(Data items)
=====
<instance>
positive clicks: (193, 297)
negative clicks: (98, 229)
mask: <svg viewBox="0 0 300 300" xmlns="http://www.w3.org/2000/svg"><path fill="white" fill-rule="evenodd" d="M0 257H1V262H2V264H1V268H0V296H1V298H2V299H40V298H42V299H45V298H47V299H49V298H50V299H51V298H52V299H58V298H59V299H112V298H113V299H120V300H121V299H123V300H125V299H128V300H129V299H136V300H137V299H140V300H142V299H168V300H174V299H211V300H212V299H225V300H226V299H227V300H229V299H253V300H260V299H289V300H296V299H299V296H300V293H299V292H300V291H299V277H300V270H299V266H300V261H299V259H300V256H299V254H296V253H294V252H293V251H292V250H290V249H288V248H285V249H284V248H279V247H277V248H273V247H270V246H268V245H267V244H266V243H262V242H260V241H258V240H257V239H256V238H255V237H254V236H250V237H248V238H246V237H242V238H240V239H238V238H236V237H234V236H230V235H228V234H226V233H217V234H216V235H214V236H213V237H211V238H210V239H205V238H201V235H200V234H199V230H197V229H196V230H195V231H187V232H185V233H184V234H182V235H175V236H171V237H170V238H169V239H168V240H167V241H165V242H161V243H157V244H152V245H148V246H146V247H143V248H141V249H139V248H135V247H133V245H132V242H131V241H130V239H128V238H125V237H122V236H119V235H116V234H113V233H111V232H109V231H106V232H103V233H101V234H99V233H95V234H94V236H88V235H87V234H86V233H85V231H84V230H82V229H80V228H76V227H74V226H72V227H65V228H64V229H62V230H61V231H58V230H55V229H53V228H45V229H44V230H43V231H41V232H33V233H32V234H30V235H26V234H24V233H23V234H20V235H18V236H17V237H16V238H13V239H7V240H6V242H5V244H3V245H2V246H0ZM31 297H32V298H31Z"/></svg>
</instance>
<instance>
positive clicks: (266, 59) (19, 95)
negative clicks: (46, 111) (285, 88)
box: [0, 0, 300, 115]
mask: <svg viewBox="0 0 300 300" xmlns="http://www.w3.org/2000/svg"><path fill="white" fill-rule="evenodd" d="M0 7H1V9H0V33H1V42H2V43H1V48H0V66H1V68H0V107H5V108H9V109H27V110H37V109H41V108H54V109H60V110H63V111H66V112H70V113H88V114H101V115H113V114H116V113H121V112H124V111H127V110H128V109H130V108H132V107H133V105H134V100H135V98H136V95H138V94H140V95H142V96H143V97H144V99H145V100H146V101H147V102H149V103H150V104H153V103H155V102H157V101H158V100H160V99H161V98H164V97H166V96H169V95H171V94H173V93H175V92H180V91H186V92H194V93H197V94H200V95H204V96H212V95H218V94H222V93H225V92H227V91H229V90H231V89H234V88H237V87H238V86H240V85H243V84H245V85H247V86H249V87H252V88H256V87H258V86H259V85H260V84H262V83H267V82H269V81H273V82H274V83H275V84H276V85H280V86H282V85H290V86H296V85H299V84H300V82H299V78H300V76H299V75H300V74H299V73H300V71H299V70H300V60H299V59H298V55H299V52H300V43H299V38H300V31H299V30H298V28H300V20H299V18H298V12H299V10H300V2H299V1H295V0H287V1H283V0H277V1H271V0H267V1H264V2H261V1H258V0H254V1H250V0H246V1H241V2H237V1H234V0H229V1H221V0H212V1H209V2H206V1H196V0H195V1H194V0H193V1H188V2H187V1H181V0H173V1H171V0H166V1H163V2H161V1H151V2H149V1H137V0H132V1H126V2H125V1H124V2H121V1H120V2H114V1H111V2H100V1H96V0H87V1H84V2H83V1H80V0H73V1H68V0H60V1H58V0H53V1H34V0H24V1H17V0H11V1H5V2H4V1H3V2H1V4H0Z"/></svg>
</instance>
=====
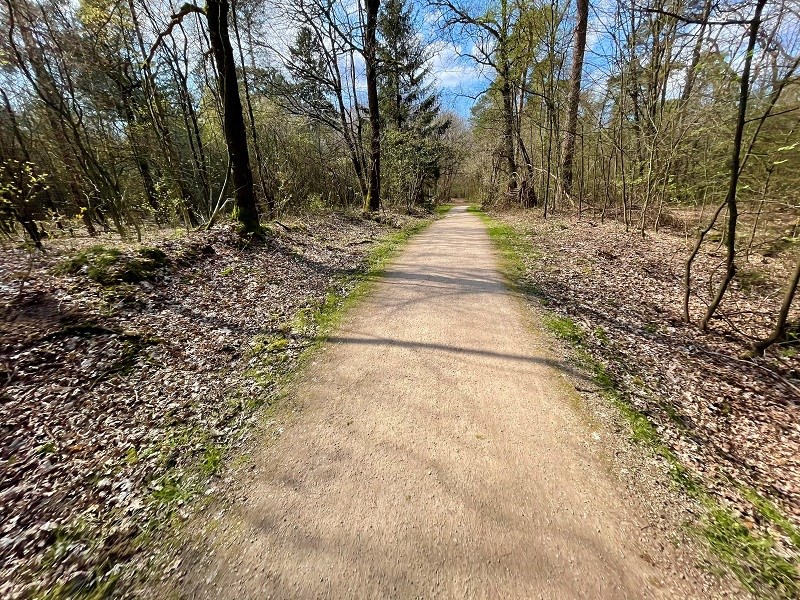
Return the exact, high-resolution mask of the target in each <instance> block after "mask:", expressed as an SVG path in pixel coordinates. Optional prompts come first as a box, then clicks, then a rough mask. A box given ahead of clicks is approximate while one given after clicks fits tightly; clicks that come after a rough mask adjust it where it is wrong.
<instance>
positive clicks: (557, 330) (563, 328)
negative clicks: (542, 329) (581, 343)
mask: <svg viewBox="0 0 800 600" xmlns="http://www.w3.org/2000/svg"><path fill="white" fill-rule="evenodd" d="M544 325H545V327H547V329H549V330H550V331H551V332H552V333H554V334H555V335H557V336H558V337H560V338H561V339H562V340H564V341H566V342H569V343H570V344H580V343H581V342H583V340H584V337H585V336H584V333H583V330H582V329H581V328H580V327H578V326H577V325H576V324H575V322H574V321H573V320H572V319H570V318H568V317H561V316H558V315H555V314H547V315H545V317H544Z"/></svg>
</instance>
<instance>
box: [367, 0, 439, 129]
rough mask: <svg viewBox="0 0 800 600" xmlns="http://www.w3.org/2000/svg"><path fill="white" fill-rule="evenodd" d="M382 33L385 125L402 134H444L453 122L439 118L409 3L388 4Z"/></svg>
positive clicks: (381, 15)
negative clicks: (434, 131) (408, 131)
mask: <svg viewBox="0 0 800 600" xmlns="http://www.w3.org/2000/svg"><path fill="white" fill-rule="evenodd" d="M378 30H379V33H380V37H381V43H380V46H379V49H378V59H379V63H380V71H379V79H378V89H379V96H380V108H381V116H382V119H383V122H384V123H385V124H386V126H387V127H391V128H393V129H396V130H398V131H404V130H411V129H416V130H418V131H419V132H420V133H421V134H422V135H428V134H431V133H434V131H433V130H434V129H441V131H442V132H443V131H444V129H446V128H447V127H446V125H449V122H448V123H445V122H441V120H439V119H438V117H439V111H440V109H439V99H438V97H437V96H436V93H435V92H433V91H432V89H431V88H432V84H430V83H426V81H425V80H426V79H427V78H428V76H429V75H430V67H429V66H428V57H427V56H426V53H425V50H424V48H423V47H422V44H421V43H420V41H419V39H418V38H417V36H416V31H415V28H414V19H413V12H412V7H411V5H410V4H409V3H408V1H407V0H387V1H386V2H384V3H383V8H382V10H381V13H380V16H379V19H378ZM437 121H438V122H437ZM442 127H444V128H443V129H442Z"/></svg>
=====
**Problem statement**. For the word "rough", report how many lines of the records contain it; respond with the number only.

**Solution to this task**. 2